**ASSIGNED TASK:**
Exactly the lines from the one containing "Please point out the blue" to the last line of the records, inclusive, are to be transcribed; include no others.

** ENTRIES PROVIDED follows **

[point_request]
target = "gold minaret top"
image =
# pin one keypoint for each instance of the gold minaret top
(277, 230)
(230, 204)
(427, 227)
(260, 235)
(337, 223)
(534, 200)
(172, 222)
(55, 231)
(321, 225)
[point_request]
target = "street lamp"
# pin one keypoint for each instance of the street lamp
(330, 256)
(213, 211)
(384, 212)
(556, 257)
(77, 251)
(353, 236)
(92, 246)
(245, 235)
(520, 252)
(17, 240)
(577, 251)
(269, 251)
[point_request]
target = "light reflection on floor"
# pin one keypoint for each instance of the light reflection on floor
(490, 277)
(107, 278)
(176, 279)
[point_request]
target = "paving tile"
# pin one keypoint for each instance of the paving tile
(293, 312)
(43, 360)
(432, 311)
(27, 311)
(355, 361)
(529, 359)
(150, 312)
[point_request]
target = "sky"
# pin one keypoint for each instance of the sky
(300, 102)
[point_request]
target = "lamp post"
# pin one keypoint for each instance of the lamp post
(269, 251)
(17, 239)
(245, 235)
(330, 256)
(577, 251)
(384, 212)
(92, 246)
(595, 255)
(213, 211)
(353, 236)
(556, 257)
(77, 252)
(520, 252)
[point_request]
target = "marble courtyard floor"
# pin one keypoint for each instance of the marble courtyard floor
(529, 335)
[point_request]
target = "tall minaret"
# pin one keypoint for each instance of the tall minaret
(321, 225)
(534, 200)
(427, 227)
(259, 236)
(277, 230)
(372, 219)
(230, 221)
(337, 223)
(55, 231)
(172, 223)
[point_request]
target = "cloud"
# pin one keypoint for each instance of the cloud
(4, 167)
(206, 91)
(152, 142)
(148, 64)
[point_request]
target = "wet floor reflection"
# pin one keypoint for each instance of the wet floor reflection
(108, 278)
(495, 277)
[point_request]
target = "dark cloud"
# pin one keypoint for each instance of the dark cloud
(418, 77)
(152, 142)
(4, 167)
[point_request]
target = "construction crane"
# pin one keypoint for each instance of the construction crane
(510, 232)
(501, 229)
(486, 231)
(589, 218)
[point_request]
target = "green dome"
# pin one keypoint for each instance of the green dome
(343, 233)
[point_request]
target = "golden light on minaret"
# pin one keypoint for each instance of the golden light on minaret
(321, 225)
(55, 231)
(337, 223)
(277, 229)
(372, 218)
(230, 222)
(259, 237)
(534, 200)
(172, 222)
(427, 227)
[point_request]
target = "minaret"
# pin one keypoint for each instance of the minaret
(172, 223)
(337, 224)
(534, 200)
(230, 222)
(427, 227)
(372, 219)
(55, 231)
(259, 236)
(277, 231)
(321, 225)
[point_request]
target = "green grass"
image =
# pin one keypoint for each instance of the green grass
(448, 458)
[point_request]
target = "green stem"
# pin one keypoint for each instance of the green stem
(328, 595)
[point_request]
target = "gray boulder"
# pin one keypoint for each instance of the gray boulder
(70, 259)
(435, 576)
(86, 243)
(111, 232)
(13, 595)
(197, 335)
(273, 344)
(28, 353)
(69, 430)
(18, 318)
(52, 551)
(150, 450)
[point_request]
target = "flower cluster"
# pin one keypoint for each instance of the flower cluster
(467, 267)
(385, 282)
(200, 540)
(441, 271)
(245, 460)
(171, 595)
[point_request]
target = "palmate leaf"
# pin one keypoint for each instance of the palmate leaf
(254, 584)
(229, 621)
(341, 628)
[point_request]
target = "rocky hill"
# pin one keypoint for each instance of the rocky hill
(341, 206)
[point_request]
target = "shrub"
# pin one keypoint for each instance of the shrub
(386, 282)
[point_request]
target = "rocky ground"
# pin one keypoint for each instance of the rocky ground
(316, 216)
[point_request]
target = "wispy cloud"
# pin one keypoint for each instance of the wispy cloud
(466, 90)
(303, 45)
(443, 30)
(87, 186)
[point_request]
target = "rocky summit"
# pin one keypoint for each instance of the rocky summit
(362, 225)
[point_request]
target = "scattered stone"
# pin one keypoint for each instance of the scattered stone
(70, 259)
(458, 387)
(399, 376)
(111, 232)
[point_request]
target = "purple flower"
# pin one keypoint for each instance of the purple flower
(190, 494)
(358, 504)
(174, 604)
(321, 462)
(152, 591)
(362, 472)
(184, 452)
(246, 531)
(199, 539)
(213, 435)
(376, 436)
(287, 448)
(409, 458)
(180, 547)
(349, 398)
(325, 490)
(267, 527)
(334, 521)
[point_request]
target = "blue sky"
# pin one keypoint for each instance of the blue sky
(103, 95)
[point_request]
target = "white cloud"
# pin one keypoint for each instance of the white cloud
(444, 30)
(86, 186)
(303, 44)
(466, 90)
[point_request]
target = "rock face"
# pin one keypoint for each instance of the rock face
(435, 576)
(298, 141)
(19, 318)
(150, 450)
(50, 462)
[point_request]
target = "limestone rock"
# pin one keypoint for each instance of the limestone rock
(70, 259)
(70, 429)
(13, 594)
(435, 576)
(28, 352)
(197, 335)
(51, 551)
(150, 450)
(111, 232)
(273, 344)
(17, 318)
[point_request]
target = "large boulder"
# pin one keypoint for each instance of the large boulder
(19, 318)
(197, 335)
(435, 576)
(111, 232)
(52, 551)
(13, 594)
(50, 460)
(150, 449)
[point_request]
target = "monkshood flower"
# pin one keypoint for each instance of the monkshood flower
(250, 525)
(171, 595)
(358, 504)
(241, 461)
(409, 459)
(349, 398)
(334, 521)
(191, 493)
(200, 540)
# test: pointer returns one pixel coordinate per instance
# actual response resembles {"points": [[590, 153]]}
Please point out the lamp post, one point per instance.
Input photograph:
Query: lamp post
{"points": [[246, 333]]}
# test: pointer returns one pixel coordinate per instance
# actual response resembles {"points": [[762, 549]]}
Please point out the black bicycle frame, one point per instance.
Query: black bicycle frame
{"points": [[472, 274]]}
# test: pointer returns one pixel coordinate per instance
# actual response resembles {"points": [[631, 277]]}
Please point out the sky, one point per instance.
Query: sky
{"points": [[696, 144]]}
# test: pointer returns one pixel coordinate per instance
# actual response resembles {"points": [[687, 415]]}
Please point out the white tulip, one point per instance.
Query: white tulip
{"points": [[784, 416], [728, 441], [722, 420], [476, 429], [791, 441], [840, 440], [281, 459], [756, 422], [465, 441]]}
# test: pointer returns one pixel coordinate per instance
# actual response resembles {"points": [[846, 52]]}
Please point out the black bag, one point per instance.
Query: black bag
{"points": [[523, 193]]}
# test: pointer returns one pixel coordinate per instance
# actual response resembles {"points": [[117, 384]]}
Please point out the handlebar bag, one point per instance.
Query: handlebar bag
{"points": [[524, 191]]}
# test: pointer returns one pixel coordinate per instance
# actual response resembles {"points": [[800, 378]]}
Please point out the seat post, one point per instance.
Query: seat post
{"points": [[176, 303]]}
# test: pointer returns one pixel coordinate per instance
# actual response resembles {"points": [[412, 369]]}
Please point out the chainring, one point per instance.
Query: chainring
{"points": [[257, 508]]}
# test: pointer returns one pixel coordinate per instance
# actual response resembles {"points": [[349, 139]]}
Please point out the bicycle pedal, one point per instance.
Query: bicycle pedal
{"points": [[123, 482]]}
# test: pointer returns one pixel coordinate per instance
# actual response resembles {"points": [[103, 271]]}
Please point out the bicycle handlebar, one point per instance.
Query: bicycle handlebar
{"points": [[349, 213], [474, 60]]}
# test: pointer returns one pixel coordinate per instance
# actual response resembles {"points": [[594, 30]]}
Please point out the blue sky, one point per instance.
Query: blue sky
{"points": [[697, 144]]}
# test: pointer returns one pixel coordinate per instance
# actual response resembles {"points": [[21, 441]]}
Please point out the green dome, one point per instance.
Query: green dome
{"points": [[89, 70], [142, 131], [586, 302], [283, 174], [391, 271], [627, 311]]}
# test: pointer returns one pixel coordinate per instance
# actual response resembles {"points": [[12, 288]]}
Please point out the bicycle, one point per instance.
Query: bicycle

** End of ENTRIES PROVIDED **

**RESULT BELOW:**
Please point out the blue sky, one point per instance.
Query: blue sky
{"points": [[697, 144]]}
# test: pointer returns one pixel coordinate per instance
# actual response resembles {"points": [[21, 441]]}
Please point out the green dome, one point per instance.
Query: green dome
{"points": [[89, 70], [142, 131], [586, 302], [283, 174], [391, 271], [627, 311]]}
# test: pointer returns one pixel coordinate per instance
# actual response resembles {"points": [[12, 288]]}
Please point out the bicycle, one point per instance.
Query: bicycle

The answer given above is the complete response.